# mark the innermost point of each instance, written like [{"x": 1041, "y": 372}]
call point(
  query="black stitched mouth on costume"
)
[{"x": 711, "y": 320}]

* **Request**
Rescale the data above by copying every line, requests included, and multiplying each x and y coordinate in the answers by 1.25, rounding to whole numbers with halves rounded up. Leave the numbers in the requests and their format samples unchanged.

* **Response to the task**
# mark the innermost point of each instance, written like [{"x": 1041, "y": 372}]
call point(
  query="black stitched mouth on costume"
)
[{"x": 889, "y": 400}]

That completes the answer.